• [Document section]
════════════════

Frankly, I'm not a fan of gimmicks. I suggest you go to your local church and steal a hymnbook (God will forgive you), okay, ask to borrow or have one, then AWAY FROM THE PIANO, take one or five hymns a day and sight sing the Soprano, then the Alto, Tenor and Bass lines. It may be hard at first but it gets easier.

Then, AWAY FROM THE PIANO, sit down with staff paper and try to write out at least the melody. Hymns are great because they are easy, repetitious and short.

Knowing the numbers 1 through 8 in every key is mandatory. If you don't know, start off with all the hymns in the key of C, then F, then . . . Soon, you will hear music on TV or the radio and just know what the pitches are without thought. This is the secret to improvisation and "playing by ear." Far superior to the "hunt and peck method."

════════════════

• [Data records]

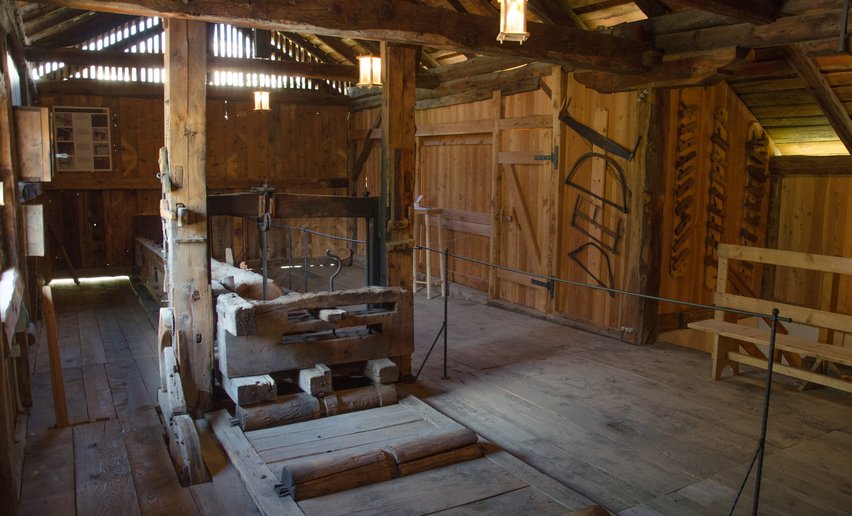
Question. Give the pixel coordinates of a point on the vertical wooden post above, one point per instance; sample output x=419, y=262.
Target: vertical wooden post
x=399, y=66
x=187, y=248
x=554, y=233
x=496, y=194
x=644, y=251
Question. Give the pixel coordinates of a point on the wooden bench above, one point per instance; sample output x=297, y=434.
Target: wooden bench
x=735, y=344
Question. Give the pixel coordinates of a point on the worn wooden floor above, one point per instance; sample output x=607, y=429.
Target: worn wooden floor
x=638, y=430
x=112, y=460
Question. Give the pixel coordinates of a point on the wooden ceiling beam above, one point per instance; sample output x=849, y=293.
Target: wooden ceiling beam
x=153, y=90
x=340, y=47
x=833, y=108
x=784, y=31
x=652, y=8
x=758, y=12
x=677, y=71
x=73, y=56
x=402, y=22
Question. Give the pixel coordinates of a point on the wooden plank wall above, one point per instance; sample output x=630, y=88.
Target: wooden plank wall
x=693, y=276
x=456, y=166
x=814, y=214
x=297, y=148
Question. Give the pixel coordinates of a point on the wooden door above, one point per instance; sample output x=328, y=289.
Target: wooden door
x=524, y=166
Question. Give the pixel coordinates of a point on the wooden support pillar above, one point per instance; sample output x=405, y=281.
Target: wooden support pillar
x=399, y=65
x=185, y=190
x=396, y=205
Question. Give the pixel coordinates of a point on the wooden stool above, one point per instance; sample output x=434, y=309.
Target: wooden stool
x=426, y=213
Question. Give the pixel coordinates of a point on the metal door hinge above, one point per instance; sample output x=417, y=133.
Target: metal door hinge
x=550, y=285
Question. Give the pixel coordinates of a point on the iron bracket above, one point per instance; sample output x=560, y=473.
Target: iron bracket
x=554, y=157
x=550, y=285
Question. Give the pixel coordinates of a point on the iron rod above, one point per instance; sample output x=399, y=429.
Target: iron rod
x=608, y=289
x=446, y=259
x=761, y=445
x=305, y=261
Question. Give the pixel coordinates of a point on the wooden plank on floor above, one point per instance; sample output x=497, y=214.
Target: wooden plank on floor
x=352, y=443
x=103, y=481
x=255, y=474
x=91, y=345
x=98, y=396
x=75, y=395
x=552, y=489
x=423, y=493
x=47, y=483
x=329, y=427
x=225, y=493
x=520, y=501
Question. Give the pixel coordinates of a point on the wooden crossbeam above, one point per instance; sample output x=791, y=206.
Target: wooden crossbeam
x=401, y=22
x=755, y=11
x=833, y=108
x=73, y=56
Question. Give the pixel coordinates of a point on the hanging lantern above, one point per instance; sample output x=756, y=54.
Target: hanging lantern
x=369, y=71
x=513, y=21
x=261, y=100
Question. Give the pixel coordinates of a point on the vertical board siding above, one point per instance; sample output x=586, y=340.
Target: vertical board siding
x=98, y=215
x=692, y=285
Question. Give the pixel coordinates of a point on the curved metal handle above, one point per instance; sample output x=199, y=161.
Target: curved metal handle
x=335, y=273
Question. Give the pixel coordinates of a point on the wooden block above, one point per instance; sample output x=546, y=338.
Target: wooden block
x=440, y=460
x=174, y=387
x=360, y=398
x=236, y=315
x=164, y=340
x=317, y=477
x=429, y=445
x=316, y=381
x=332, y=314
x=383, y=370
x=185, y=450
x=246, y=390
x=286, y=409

════════════════

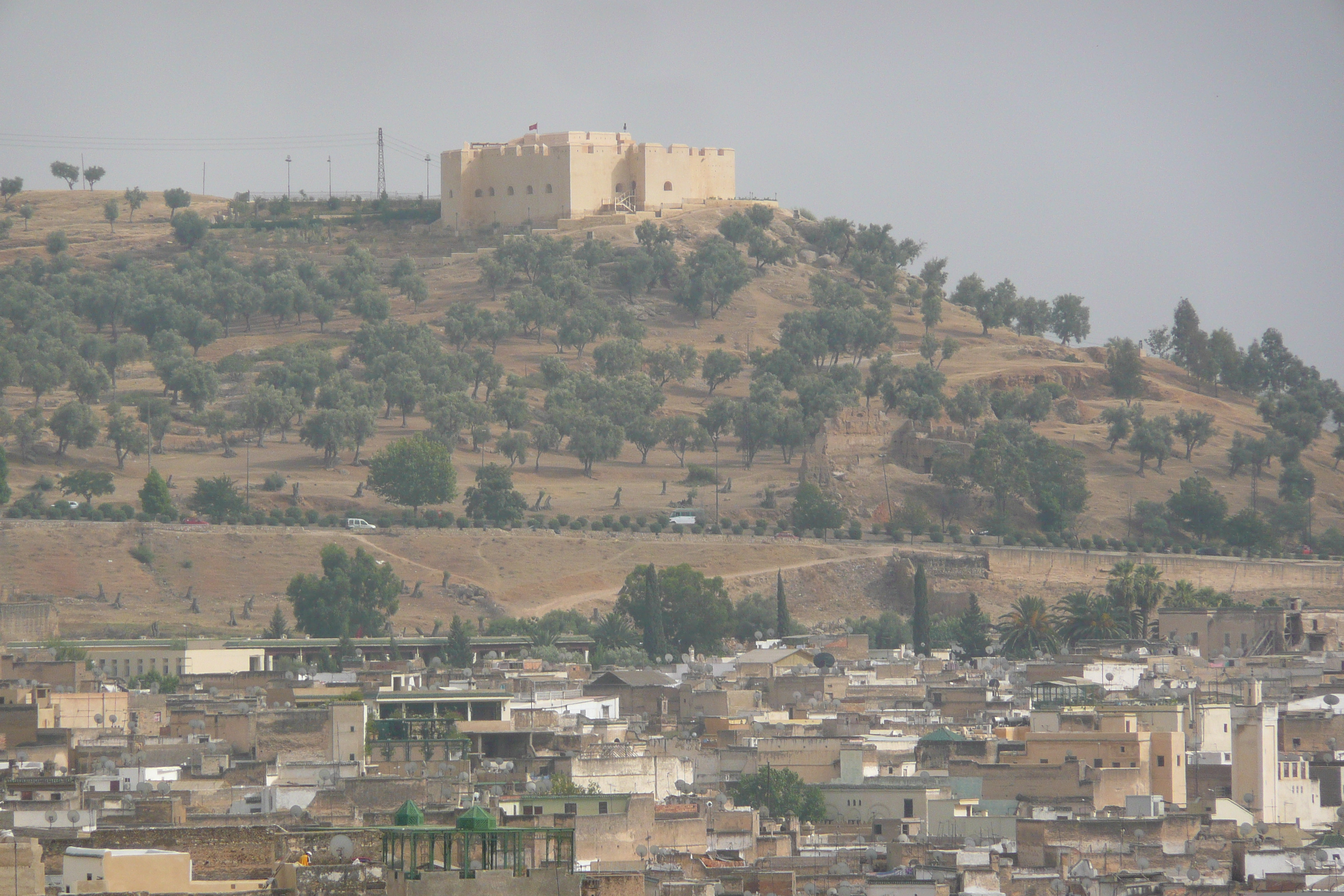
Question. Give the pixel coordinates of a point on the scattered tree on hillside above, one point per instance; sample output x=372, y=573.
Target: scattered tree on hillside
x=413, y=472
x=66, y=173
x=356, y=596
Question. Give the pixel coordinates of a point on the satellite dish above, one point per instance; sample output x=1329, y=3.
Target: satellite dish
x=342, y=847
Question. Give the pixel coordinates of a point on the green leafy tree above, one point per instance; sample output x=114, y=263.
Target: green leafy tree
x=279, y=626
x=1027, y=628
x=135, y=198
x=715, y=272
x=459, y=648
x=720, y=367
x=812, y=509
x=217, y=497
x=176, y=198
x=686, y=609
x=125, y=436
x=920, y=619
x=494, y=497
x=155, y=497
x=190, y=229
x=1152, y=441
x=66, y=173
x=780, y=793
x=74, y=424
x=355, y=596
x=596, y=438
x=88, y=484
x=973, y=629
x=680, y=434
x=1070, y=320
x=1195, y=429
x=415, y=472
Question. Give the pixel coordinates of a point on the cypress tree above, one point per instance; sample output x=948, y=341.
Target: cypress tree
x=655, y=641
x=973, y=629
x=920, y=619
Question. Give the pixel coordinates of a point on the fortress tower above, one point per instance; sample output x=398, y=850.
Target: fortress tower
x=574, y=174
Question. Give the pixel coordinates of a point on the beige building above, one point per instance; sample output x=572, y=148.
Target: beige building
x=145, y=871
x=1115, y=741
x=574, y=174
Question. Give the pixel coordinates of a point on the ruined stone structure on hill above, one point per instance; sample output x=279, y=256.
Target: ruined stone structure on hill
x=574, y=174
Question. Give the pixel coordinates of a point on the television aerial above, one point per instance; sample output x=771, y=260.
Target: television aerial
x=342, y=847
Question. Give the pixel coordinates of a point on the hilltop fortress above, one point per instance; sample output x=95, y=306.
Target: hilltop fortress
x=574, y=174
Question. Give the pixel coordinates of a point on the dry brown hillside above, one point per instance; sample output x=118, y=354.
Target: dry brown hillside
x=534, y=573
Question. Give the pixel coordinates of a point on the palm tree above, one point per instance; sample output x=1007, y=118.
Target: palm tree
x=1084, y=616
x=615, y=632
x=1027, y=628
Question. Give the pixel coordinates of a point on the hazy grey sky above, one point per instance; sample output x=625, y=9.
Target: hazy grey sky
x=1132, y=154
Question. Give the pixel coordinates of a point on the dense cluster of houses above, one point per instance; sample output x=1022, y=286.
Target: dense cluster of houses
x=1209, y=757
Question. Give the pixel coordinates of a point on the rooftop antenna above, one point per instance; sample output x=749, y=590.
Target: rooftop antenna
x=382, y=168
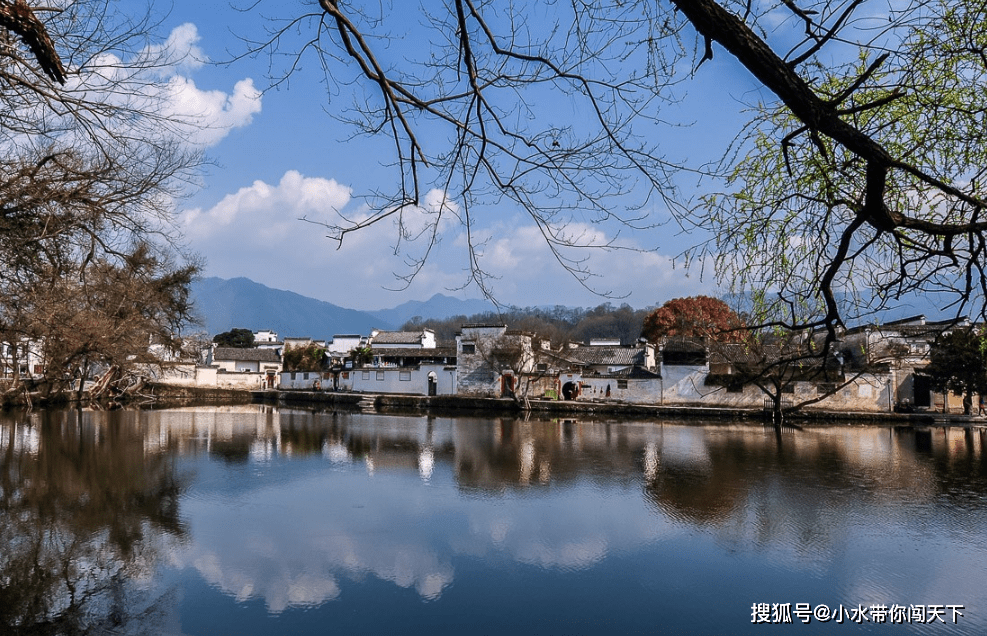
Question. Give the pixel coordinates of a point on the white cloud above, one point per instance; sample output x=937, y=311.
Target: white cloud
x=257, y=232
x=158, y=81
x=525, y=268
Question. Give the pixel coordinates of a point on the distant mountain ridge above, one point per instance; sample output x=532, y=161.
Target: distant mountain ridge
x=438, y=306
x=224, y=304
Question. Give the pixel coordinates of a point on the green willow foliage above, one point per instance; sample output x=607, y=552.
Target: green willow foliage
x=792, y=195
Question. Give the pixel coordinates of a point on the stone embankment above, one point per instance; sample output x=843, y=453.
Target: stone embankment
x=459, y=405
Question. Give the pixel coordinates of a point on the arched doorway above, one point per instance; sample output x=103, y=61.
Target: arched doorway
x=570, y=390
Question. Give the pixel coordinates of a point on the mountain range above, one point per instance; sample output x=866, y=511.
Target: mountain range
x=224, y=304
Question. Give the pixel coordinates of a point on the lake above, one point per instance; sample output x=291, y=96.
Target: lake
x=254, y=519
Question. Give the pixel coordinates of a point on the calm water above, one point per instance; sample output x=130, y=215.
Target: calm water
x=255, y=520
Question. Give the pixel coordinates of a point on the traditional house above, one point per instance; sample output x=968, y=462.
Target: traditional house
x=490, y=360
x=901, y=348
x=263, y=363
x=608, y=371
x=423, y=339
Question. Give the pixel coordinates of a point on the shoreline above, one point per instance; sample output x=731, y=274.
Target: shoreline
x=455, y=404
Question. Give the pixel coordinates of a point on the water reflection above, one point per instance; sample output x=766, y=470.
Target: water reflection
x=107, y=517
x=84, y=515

════════════════

• [Written exercise A] In the entries, switch "wooden plank wall" to "log wall" across the stretch from the line containing "output x=630, y=88." through the line containing "x=297, y=148", and give back only those lines with nothing else changed.
• [Written exercise B] Continue the advice on sight-singing hymns from the point where it stops.
The entries have nothing to do with the advice on sight-singing hymns.

• [Exercise answer A]
Question. Give the pixel coordinates of a point on the log wall above, one point per instance; sample output x=630, y=88.
Target: log wall
x=693, y=276
x=456, y=166
x=814, y=214
x=297, y=148

• [Exercise answer B]
Without touching a piano, can you figure out these two ditties? The starting pitch or key is irrelevant: 87654321 56 67 78 3212333 222 355 3212333322321

This, BTW, is the secret to sight transposing: Reading numbers instead of letters. Letter readers are at a huge disadvantage because letters are absolute. Numbers unlock the universe of music.

  • 1
    Just using numbers is only half the job when sight-singing. I sometimes ask students to recognise well-known tunes, which I play with all the notes in the right order, but change the timing. Rarely get correct answers! Your first one's got me. there's also the problem of notes with accidentals, as in non diatonics.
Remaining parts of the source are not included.